■ BRIEF:
All lines containing the string "positive" must be copied from the entries.

==*==

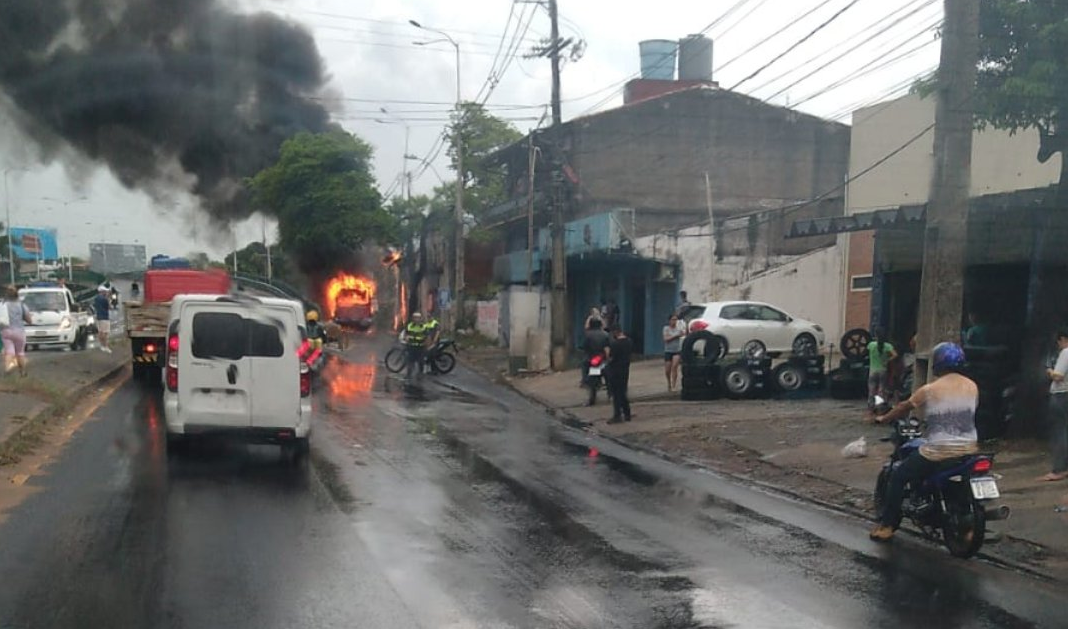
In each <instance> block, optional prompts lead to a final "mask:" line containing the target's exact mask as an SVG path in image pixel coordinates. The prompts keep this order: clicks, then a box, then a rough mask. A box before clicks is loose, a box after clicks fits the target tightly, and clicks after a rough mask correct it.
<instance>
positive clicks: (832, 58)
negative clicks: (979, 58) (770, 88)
mask: <svg viewBox="0 0 1068 629" xmlns="http://www.w3.org/2000/svg"><path fill="white" fill-rule="evenodd" d="M910 15H911V14H910ZM908 17H909V16H904V17H899V18H898V19H897V20H895V21H893V22H891V23H889V25H886V26H885V27H883V29H882V30H880V31H878V32H877V33H875V34H874V35H873V36H871V38H868V40H862V41H861V42H859V43H857V44H854V45H853V46H850V47H849V48H846V49H845V50H843V51H842V52H839V53H838V54H837V56H835V57H833V58H831V59H830V60H829V61H826V62H824V63H823V64H822V65H818V66H816V67H815V68H814V69H812V70H810V72H808V73H807V74H803V75H801V76H800V77H798V78H796V79H794V81H792V82H790V83H788V84H786V85H785V87H783V88H780V89H779V91H778V92H775V93H774V94H772V95H770V96H768V97H767V99H768V100H771V99H772V98H774V97H775V96H779V95H780V94H782V93H784V92H786V91H787V90H789V89H790V88H792V87H795V85H797V84H799V83H801V82H802V81H804V80H805V79H807V78H810V77H812V76H813V75H814V74H816V73H818V72H819V70H821V69H826V68H828V67H830V66H831V65H833V64H834V63H835V62H837V61H841V60H842V59H844V58H845V57H846V56H847V54H849V53H850V52H853V51H855V50H857V49H859V48H862V47H864V46H867V45H868V44H870V43H871V41H874V40H875V38H878V37H879V36H880V35H882V34H884V33H886V32H888V31H890V29H892V28H894V27H895V26H897V25H899V23H900V22H901V20H904V19H907V18H908ZM941 22H942V20H941V19H938V20H936V21H935V22H932V23H930V25H927V26H925V27H924V28H923V29H921V30H920V31H918V32H916V33H913V34H912V35H910V36H909V37H908V38H907V40H906V41H905V42H901V43H900V44H898V45H897V46H895V48H896V47H898V46H901V45H904V44H907V43H909V42H911V41H913V40H915V38H917V37H921V36H923V35H924V34H925V33H927V32H928V31H930V29H931V28H933V27H937V26H938V25H939V23H941Z"/></svg>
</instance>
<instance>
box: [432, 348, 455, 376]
mask: <svg viewBox="0 0 1068 629" xmlns="http://www.w3.org/2000/svg"><path fill="white" fill-rule="evenodd" d="M434 368H435V369H437V373H439V374H442V375H444V374H447V373H449V372H451V371H453V369H454V368H456V357H455V356H453V355H451V353H449V352H447V351H443V352H441V353H439V355H438V356H436V357H434Z"/></svg>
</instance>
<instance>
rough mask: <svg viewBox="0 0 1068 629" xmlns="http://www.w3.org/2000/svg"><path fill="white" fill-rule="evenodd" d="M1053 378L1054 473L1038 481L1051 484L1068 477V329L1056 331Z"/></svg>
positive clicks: (1049, 410)
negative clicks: (1055, 347) (1056, 332)
mask: <svg viewBox="0 0 1068 629" xmlns="http://www.w3.org/2000/svg"><path fill="white" fill-rule="evenodd" d="M1046 376H1047V377H1048V378H1049V379H1050V407H1049V414H1048V422H1049V429H1050V455H1051V456H1050V458H1051V459H1052V463H1053V466H1052V468H1053V469H1052V471H1051V472H1050V473H1049V474H1046V475H1045V476H1039V477H1038V478H1037V479H1038V481H1039V482H1043V483H1049V482H1053V481H1064V479H1065V478H1068V379H1066V376H1068V328H1065V329H1061V330H1057V358H1056V360H1055V361H1054V363H1053V366H1052V367H1050V368H1048V369H1046Z"/></svg>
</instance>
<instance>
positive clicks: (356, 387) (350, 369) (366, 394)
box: [323, 361, 376, 402]
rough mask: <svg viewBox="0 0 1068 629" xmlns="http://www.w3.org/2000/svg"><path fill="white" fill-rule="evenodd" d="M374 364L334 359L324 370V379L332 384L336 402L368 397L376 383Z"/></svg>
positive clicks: (332, 394) (333, 398)
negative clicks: (362, 397) (360, 363)
mask: <svg viewBox="0 0 1068 629" xmlns="http://www.w3.org/2000/svg"><path fill="white" fill-rule="evenodd" d="M375 372H376V366H375V365H374V364H356V363H346V362H341V361H334V362H331V363H330V364H328V365H327V367H326V369H324V372H323V379H324V380H325V381H327V382H328V383H329V384H330V397H331V398H332V399H333V400H334V402H354V400H356V399H360V398H362V397H368V396H370V395H371V390H372V388H373V387H374V383H375Z"/></svg>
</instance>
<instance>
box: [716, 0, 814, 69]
mask: <svg viewBox="0 0 1068 629" xmlns="http://www.w3.org/2000/svg"><path fill="white" fill-rule="evenodd" d="M831 1H832V0H823V1H822V2H820V3H819V4H817V5H816V6H814V7H812V9H810V10H808V11H806V12H804V13H803V14H801V15H799V16H798V17H795V18H794V19H791V20H789V21H787V22H786V25H784V26H783V27H782V28H781V29H779V30H778V31H775V32H773V33H771V34H770V35H768V36H767V37H765V38H763V40H760V41H759V42H757V43H756V44H753V45H752V46H750V47H749V48H747V49H745V50H743V51H742V52H741V53H740V54H737V56H735V57H732V58H731V59H728V60H727V61H726V62H724V63H723V65H721V66H719V67H717V68H716V72H717V73H719V72H721V70H722V69H723V68H725V67H727V66H728V65H731V64H732V63H734V62H736V61H738V60H739V59H741V58H743V57H745V56H747V54H749V53H750V52H752V51H753V50H755V49H757V48H759V47H760V46H763V45H765V44H767V43H768V42H769V41H770V40H773V38H775V37H778V36H779V35H781V34H782V33H783V32H785V31H787V30H789V29H790V28H791V27H795V26H797V25H798V22H801V21H803V20H804V19H805V18H806V17H808V16H810V15H812V14H813V13H816V12H817V11H819V10H820V9H822V7H823V6H826V5H827V4H829V3H830V2H831Z"/></svg>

==*==

■ SOLUTION TO THE EXERCISE:
positive clicks: (832, 58)
positive clicks: (1049, 410)
positive clicks: (356, 387) (350, 369) (366, 394)
positive clicks: (332, 394) (333, 398)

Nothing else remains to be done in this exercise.